WS4J
Statement
This project was exported from the original Google Code Location. The purpose is to publish an artifact to Maven Central. The repository has been changed to build with sbt instead of Maven.
To run the tests, download http://nlpwww.nict.go.jp/wn-ja/data/1.1/wnjpn.db.gz
and unzip the .db
file into the config
directory.
The original author is Hideki Shima. Below is the original README:
contributing
Please see the file CONTRIBUTING.md
Thanks for downloading WS4J (http://code.google.com/p/ws4j).
Introduction
This software provides APIs for several semantic relatedness algorithms for, in theory, any WordNet instance. The codebase has been mostly ported from WordNet-Similarity-2.05 (http://wn-similarity.sourceforge.net/). We also use the data files from WordNet-Similarity-2.05 and WordNet-InfoContent-3.0, as seen in src/main/resources.
We tested WS4J with the JAWJAW on NICT Japanese WordNet (http://nlpwww.nict.go.jp/wn-ja/index.en.html) with which you can analyze English and Japanese (in Princeton WordNet 3.0 compatible synsets).

============================================================

**WRITTEN PROBLEM 1**
Answer these questions using the WS4J page above:
(a) Which build tool does the repository now use in place of Maven?
(b) Who is named as the original author?
(c) From which software was most of the codebase ported?

[Rows from a data source]
============================================================

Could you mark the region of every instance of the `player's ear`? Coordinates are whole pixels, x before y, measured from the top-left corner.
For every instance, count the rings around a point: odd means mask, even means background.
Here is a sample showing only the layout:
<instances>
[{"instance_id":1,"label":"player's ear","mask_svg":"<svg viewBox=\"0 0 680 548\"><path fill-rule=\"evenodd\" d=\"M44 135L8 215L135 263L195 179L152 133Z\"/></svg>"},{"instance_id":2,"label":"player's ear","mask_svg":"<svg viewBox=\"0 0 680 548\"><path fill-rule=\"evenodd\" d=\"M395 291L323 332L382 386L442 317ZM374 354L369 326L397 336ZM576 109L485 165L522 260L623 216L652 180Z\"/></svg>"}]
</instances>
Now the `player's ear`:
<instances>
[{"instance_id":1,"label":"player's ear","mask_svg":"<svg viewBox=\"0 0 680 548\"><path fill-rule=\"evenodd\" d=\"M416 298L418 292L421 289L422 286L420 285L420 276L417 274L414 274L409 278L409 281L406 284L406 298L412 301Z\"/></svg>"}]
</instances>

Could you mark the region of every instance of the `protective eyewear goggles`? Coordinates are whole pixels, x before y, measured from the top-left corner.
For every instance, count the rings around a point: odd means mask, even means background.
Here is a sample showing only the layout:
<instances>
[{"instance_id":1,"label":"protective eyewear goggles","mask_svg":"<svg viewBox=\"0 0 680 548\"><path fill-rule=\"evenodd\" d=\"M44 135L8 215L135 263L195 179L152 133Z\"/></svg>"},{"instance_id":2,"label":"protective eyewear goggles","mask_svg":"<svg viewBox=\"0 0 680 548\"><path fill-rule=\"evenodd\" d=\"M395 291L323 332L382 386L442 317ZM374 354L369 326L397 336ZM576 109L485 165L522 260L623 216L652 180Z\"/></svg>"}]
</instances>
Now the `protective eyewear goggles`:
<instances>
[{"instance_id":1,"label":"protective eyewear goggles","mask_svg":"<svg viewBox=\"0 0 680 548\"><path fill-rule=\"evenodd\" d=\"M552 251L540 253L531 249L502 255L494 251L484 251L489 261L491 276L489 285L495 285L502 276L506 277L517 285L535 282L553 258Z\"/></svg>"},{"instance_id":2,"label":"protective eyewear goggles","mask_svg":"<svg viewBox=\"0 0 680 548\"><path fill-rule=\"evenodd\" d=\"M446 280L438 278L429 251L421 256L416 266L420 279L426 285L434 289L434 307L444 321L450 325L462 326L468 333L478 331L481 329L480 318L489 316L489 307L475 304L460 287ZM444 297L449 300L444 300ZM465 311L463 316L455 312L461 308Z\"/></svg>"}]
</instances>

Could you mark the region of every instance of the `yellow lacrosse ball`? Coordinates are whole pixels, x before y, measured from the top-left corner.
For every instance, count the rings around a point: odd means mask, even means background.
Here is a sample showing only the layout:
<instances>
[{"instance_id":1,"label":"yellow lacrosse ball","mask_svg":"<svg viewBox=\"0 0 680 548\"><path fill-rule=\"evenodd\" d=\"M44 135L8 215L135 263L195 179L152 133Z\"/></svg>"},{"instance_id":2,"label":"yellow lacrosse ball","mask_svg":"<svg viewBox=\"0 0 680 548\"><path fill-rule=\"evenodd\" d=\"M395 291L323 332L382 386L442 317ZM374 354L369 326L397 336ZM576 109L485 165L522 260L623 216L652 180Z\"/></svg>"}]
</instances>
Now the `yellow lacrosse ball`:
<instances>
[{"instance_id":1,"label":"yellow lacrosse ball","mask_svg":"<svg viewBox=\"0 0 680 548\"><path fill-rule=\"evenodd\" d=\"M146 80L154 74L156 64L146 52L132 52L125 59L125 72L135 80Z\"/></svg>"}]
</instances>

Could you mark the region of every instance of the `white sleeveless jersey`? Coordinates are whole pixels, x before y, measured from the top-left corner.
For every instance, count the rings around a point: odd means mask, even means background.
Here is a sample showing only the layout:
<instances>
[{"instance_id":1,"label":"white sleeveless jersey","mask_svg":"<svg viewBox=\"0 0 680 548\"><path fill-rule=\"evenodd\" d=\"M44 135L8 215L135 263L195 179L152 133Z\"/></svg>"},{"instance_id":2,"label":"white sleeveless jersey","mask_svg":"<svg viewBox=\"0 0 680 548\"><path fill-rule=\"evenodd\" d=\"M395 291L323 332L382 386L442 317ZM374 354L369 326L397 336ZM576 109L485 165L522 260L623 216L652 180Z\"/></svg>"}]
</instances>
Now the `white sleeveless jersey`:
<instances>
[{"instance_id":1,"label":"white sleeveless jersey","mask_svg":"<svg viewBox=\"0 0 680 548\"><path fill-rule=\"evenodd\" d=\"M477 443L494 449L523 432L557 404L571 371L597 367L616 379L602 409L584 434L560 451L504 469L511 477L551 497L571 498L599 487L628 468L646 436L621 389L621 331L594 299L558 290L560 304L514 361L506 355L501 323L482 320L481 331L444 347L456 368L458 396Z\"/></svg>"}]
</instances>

============================================================

**WRITTEN PROBLEM 2**
Return every line of the rows above that contains the string "lacrosse".

**COMPLETE ANSWER 1**
(a) sbt
(b) Hideki Shima
(c) WordNet-Similarity-2.05

**COMPLETE ANSWER 2**
Could you mark the region of every instance of the `yellow lacrosse ball`? Coordinates are whole pixels, x before y, measured from the top-left corner.
[{"instance_id":1,"label":"yellow lacrosse ball","mask_svg":"<svg viewBox=\"0 0 680 548\"><path fill-rule=\"evenodd\" d=\"M44 135L8 215L135 263L195 179L152 133Z\"/></svg>"},{"instance_id":2,"label":"yellow lacrosse ball","mask_svg":"<svg viewBox=\"0 0 680 548\"><path fill-rule=\"evenodd\" d=\"M395 291L323 332L382 386L442 317ZM374 354L369 326L397 336ZM576 109L485 165L522 260L623 216L652 180Z\"/></svg>"}]
Now the `yellow lacrosse ball`:
[{"instance_id":1,"label":"yellow lacrosse ball","mask_svg":"<svg viewBox=\"0 0 680 548\"><path fill-rule=\"evenodd\" d=\"M146 80L154 74L156 64L146 52L132 52L125 59L125 72L135 80Z\"/></svg>"}]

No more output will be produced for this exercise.